Document extract:
HNA and its affiliates have worked with more than two dozen financial advisers since the start of 2015 as the group’s investments in companies including Hilton Worldwide Holdings Inc. and Deutsche Bank AG turned it into a symbol of China’s overseas ambitions.

 

 

Its largesse has benefited firms of all stripes, from global giants like Morgan Stanley to boutiques including Rothschild. The serial acquirer also hired players from its home market, including China International Capital Corp., and at least two firms in which HNA itself owned a stake.

 

On top of advisory fees, some banks won business from HNA by providing financing structures that limited the company’s cash outlays for acquisitions. During the buying binge, HNA announced a deal every two weeks on average.

 

The conglomerate worked with UBS Group AG more often than any other bank, according to data compiled by Bloomberg. The Swiss firm advised on or helped finance at least nine acquisitions totaling more than $26.3 billion, including stakes in an airline catering provider and Brazil’s third-largest carrier.

 

JPMorgan was involved in at least six transactions worth a combined $25.8 billion, while Barclays had a role in four HNA acquisitions valued at $16.8 billion, the Bloomberg-compiled data show. Morgan Stanley worked with businesses controlled by HNA on two deals totaling $14.5 billion, and Deutsche Bank helped arrange debt backing two purchases worth a combined $8.7 billion, according to the data.

 

“Bankers loved doing deals with them,” Christopher Balding, a professor at Peking University’s HSBC Business School, said by phone.

Direction:
In the passage on HNA's bankers, copy the text beginning at the words "JPMorgan was involved" and stopping after the words "to the data.".

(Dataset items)
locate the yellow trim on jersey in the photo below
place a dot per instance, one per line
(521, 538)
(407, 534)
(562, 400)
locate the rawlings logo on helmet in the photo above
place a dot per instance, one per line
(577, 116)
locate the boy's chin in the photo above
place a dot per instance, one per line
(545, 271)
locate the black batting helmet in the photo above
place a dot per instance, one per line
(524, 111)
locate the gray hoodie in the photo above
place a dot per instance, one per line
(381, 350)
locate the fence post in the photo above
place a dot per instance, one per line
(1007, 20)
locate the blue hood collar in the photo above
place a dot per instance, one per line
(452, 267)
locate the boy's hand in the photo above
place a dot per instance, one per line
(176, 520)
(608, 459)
...
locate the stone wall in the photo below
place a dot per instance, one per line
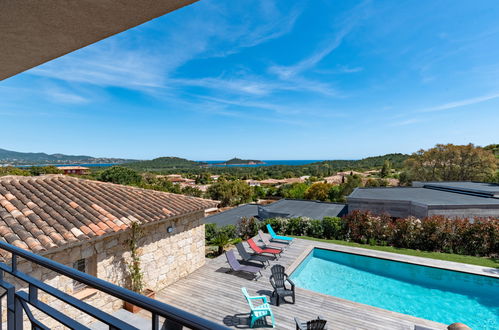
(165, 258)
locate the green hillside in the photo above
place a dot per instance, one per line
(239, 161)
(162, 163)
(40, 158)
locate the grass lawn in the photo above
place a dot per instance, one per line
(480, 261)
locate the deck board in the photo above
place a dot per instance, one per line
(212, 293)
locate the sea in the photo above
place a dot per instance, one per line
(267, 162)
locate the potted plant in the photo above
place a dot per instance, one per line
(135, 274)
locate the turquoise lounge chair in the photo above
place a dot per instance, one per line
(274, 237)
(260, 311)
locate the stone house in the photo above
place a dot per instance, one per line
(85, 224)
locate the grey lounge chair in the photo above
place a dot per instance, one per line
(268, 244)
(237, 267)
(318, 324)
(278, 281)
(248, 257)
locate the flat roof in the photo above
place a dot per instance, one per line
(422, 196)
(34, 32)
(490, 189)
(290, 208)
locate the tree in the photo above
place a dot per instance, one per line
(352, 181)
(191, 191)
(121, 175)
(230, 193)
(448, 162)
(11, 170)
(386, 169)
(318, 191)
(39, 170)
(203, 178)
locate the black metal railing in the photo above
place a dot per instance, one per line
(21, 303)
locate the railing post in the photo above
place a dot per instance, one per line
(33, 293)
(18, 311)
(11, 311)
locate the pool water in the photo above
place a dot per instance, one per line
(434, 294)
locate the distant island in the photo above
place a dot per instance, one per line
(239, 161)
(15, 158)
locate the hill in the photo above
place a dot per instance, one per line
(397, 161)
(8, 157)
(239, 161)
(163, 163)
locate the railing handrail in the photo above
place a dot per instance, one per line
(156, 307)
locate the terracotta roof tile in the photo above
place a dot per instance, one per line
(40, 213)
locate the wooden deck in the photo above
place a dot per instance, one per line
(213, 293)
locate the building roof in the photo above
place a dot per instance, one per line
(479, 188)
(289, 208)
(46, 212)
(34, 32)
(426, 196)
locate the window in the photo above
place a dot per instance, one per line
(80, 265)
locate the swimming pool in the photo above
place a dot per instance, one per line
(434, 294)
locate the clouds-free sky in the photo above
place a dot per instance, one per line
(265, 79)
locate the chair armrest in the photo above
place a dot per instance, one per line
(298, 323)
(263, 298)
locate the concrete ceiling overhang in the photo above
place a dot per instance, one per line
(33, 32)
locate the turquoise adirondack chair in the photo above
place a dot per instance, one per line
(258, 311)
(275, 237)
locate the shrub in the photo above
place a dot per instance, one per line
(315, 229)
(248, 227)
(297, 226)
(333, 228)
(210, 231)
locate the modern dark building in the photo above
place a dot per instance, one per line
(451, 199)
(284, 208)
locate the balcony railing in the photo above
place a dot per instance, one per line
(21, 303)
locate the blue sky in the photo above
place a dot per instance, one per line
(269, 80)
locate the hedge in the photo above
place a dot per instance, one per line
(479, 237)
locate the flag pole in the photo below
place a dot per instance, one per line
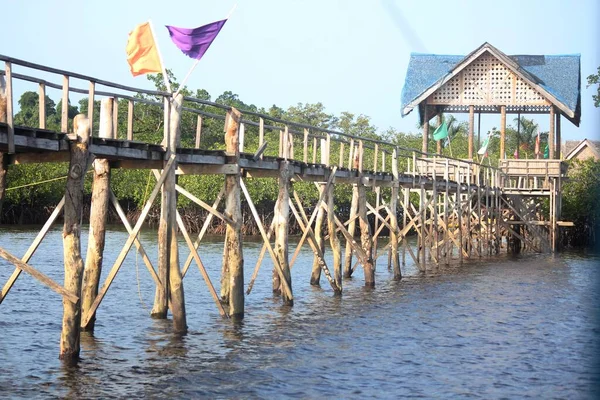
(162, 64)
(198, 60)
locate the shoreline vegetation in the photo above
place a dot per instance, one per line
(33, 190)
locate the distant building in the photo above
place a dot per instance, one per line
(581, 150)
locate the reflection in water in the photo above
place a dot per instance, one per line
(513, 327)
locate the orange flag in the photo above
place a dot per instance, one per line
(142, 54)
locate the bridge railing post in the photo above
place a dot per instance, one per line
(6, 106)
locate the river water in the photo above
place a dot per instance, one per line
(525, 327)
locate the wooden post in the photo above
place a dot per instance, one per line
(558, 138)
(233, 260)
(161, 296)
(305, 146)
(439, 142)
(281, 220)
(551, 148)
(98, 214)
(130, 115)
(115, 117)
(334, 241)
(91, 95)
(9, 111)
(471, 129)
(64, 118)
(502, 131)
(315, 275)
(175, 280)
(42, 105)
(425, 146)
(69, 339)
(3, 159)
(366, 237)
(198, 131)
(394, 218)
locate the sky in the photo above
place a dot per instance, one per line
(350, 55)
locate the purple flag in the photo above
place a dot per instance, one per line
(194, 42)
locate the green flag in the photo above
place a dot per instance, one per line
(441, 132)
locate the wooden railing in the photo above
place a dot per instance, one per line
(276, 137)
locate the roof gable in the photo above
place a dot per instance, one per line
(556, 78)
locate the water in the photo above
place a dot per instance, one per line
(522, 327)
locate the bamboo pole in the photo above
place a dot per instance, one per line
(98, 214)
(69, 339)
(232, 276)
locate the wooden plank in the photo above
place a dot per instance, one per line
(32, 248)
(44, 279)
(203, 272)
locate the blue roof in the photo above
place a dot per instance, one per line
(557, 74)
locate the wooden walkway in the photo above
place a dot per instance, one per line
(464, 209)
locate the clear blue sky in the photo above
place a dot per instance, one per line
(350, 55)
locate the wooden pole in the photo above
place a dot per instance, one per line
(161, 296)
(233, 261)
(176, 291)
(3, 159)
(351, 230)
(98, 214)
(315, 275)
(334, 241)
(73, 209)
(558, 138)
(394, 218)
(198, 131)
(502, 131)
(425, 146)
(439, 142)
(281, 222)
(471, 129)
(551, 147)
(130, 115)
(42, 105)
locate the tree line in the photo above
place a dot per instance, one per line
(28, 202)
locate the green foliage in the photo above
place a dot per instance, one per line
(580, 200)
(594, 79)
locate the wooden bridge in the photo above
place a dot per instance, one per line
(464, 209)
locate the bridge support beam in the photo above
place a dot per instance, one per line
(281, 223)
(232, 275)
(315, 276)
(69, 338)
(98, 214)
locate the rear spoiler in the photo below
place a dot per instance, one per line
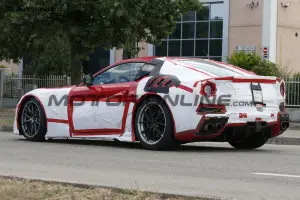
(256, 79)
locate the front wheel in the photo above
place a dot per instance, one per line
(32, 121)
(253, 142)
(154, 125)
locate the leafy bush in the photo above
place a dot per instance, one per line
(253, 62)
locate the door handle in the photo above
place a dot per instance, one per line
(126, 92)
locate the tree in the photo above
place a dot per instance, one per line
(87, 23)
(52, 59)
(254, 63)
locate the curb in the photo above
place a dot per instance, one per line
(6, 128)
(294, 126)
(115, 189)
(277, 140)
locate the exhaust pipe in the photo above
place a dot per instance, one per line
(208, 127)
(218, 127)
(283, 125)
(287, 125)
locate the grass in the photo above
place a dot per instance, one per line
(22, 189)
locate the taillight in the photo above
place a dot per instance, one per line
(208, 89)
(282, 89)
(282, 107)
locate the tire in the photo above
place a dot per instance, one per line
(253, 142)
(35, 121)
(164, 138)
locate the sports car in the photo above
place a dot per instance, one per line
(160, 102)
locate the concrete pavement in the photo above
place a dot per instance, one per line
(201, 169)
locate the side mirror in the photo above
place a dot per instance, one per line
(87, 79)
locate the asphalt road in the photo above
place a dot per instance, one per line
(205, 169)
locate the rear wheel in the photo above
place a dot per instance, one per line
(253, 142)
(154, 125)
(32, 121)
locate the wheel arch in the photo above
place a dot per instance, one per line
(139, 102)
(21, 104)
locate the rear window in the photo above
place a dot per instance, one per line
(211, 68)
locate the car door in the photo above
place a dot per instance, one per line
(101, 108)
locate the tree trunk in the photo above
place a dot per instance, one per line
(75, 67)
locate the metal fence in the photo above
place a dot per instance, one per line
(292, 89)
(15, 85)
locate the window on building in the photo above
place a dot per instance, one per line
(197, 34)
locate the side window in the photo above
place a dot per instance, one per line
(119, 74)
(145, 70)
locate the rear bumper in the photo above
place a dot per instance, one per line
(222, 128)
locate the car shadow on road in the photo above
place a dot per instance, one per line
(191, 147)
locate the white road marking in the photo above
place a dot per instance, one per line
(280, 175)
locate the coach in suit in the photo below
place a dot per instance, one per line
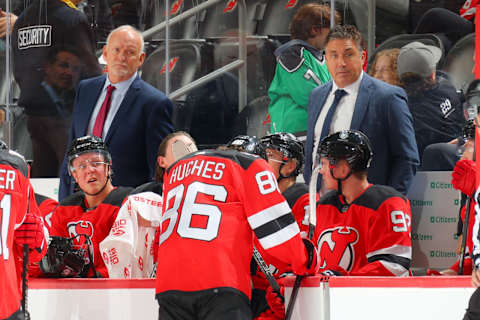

The result:
JPMorgan was involved in at least six transactions worth a combined $25.8 billion, while Barclays had a role in four HNA acquisitions valued at $16.8 billion, the Bloomberg-compiled data show. Morgan Stanley worked with businesses controlled by HNA on two deals totaling $14.5 billion, and Deutsche Bank helped arrange debt backing two purchases worth a combined $8.7 billion, according to the data.